(Records of labeled points)
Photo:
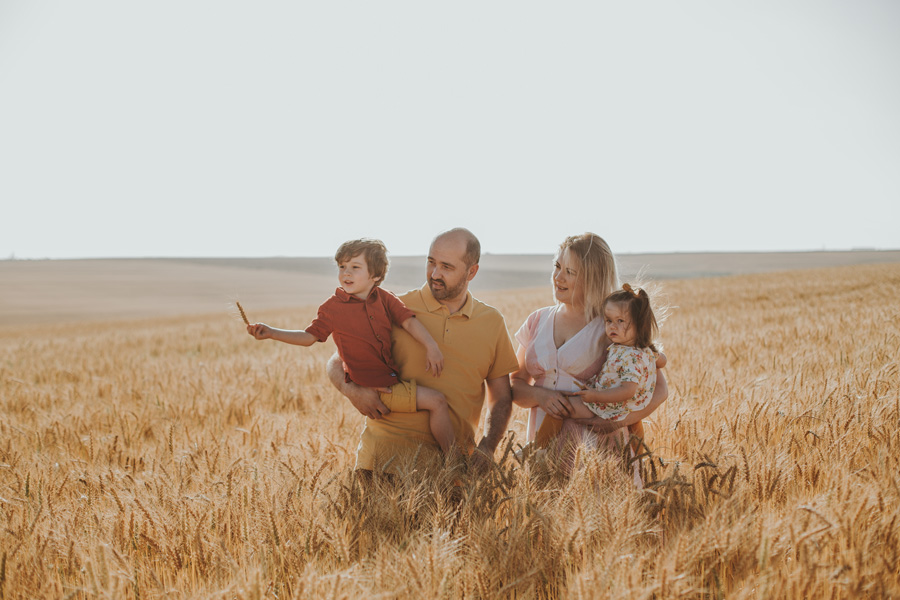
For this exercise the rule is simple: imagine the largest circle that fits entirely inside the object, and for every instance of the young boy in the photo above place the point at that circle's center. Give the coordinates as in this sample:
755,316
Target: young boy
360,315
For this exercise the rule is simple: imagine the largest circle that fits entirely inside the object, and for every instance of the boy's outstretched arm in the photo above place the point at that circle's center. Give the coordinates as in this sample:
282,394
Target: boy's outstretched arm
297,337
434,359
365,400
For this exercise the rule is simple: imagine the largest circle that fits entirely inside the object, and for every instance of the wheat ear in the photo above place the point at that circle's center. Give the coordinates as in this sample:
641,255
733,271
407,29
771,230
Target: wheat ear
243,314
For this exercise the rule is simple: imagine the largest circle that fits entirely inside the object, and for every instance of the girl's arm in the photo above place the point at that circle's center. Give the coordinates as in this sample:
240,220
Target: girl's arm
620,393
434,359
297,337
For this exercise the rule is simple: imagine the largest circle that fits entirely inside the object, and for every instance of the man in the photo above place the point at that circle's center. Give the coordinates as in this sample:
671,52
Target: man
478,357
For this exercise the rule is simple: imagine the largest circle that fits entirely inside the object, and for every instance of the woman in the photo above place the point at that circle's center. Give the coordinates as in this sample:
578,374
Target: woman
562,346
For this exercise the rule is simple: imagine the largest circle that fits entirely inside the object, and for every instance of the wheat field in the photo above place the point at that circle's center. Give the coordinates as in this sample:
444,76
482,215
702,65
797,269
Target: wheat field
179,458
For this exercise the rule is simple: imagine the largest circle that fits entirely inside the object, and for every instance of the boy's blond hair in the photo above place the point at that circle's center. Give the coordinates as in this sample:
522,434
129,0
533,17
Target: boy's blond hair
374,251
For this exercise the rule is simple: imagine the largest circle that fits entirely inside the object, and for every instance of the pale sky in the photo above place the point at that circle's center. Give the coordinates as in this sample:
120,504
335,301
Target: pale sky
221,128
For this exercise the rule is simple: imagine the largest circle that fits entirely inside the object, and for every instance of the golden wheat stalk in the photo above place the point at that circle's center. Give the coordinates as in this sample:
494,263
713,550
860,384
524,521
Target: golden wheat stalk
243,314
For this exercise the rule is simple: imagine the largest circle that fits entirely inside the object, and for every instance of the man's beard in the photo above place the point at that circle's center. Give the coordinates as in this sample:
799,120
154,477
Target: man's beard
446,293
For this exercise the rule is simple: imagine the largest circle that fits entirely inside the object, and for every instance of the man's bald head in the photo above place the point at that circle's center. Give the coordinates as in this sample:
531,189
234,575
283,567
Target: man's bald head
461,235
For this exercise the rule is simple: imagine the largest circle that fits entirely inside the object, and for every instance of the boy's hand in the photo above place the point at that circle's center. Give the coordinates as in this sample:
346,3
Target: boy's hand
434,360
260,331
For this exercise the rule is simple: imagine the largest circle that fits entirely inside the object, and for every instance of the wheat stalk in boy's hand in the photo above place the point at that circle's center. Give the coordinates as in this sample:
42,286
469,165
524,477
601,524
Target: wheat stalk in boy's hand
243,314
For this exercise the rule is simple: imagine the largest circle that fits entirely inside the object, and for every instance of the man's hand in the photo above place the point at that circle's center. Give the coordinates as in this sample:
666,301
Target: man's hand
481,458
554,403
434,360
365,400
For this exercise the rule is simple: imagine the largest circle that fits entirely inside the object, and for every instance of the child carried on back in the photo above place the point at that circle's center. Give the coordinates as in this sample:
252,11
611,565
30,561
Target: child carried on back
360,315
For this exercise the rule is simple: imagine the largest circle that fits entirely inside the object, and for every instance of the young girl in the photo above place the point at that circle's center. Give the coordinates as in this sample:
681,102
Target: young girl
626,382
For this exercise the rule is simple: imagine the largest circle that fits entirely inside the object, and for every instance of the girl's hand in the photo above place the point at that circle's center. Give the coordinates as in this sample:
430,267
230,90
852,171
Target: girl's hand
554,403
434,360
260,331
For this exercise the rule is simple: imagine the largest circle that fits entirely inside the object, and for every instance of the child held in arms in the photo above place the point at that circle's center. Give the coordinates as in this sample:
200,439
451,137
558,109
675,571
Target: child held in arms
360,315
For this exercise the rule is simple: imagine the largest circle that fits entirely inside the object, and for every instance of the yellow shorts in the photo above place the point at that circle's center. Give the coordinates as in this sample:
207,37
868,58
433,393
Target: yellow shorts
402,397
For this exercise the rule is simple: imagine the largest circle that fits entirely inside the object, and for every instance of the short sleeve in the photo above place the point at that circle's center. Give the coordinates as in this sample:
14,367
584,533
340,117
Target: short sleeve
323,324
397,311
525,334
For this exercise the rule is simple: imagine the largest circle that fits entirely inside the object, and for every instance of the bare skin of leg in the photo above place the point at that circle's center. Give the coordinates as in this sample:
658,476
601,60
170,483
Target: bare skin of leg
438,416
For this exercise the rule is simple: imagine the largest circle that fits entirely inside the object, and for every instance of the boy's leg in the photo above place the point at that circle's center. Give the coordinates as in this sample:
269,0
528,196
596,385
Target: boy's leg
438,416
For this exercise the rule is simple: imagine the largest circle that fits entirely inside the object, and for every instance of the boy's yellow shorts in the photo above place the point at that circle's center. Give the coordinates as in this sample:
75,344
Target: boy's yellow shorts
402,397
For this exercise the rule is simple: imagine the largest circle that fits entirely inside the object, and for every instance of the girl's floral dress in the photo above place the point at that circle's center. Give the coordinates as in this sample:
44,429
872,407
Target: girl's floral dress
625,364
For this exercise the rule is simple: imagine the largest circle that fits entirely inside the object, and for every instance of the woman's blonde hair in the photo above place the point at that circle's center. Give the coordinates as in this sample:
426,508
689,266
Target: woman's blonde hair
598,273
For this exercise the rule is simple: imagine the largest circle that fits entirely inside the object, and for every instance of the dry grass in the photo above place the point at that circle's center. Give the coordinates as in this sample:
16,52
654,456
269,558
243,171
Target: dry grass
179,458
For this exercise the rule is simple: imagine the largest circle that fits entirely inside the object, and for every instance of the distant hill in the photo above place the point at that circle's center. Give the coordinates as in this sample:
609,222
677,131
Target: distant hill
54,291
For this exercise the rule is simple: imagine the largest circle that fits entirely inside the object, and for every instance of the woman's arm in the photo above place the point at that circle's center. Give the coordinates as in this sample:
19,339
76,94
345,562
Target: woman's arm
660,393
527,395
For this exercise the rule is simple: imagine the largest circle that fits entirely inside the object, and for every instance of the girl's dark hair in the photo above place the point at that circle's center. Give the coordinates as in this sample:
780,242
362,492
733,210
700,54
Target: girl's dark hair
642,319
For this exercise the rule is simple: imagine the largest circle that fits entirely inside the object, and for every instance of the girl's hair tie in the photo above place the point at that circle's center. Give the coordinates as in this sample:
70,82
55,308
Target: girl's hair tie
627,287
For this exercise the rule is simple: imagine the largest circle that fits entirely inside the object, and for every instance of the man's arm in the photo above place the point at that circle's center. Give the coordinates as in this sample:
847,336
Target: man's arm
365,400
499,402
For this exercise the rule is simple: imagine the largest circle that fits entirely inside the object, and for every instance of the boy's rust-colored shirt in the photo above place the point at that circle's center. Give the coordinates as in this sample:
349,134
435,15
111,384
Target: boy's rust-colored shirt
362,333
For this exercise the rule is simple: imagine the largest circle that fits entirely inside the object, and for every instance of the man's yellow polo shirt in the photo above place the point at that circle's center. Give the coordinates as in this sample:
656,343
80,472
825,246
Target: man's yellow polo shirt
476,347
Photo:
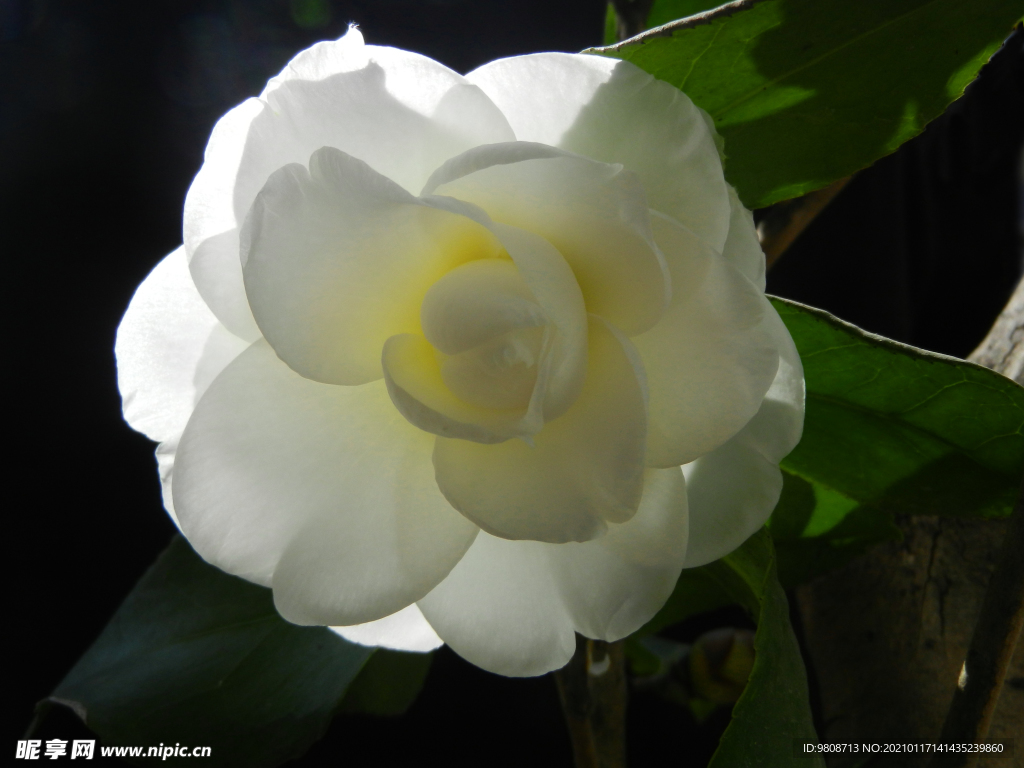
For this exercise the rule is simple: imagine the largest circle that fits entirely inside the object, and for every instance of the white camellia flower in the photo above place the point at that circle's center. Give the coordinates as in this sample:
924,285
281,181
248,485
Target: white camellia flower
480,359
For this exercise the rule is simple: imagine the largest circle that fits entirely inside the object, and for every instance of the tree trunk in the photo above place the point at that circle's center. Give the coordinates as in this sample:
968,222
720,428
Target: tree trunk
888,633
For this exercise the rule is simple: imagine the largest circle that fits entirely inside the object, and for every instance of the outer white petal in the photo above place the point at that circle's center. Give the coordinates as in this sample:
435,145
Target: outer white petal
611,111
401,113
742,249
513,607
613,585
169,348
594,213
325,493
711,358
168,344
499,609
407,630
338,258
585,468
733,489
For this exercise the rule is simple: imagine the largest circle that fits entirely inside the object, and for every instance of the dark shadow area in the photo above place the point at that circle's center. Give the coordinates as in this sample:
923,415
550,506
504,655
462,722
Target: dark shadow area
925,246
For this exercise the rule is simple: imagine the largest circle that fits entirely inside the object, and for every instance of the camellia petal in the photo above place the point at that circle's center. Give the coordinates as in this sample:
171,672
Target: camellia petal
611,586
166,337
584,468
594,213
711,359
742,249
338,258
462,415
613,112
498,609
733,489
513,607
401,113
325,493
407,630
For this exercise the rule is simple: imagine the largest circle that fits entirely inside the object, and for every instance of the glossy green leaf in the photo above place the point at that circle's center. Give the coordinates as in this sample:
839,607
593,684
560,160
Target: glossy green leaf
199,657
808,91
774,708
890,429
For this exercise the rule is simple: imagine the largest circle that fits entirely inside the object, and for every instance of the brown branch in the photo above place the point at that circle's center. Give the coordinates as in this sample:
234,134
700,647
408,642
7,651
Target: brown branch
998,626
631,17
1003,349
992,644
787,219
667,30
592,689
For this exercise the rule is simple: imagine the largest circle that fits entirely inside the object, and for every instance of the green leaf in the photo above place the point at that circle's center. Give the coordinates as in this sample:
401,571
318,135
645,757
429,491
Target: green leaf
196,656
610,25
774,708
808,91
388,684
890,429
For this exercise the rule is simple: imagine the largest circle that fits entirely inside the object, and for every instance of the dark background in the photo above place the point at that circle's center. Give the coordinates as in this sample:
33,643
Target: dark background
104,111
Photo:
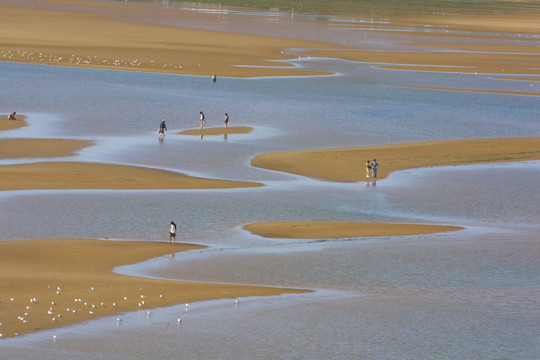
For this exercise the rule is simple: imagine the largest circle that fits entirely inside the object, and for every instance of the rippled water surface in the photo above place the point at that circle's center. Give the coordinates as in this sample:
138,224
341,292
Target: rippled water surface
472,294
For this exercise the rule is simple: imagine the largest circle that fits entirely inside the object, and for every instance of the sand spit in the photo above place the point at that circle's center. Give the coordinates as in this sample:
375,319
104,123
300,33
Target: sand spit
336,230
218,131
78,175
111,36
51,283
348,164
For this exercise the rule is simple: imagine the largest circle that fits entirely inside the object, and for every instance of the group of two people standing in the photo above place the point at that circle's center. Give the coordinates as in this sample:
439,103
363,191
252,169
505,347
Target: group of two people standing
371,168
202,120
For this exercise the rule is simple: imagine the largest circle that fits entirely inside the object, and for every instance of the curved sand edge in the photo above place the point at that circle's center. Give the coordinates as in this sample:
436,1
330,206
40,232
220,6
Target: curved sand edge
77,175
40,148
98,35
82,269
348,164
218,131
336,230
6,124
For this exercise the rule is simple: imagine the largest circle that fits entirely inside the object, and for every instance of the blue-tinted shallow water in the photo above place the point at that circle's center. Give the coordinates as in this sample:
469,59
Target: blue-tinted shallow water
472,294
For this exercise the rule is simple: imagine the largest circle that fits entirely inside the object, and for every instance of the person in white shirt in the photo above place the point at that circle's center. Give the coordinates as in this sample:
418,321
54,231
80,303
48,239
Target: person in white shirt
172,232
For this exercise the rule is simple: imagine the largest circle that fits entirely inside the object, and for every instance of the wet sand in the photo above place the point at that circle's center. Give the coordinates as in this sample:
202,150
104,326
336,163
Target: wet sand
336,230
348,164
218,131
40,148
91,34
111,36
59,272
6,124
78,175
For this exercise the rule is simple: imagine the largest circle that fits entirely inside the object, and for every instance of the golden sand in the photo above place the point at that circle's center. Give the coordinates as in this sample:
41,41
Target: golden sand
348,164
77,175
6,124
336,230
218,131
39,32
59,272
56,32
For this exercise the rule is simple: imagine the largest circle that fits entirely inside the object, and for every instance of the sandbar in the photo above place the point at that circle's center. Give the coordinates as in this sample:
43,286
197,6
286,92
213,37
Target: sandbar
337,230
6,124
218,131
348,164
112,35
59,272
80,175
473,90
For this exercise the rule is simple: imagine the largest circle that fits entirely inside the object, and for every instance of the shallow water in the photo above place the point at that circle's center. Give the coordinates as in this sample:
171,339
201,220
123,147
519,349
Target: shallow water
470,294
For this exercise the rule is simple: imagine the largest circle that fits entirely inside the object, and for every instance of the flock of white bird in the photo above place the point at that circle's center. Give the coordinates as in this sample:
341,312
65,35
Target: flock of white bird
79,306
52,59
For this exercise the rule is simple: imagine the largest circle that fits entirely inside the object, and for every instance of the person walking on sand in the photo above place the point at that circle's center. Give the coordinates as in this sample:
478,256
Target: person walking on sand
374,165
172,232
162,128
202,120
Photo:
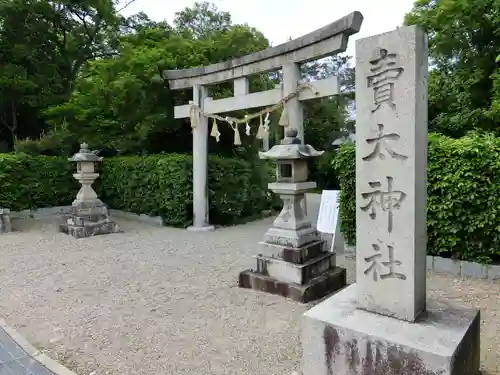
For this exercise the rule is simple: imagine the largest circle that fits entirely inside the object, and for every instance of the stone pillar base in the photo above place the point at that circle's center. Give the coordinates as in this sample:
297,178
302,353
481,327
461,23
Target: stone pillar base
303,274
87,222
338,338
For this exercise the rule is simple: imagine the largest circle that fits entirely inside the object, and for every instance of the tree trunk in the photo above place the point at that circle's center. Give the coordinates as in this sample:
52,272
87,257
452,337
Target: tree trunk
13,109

> AIM:
Take the lines from the one containing "the person walking" through the final line of the listing above and print them exactly, including both ends but no pictures.

> ANSWER BELOW:
For this exercise the rule is simple: imagine the largest circle that fits entirely inside the object, and for every instance of the person walking on sand in the photo above place the point at that circle's center. Give the coordinates as in this sample:
478,256
Target: person walking on sand
374,165
172,232
162,128
202,120
Photo:
For this exercise the rule is simple: imagine the largest circle that fits entirely inside the object, and for every instance of the stone pillar base in the photo above place the point at that circle's center. Give the coordinates as in this sample:
297,178
302,353
481,327
461,23
Target: stone pillar base
303,274
87,222
338,338
For this exercise the rule is simple: imagine the largest circle that fits entirely inside the object, and for every instance of the tree trunk in the photo above place the point at that circle's center. Give the coordinates as in this sample:
52,272
87,257
452,337
Target: tree trunk
13,109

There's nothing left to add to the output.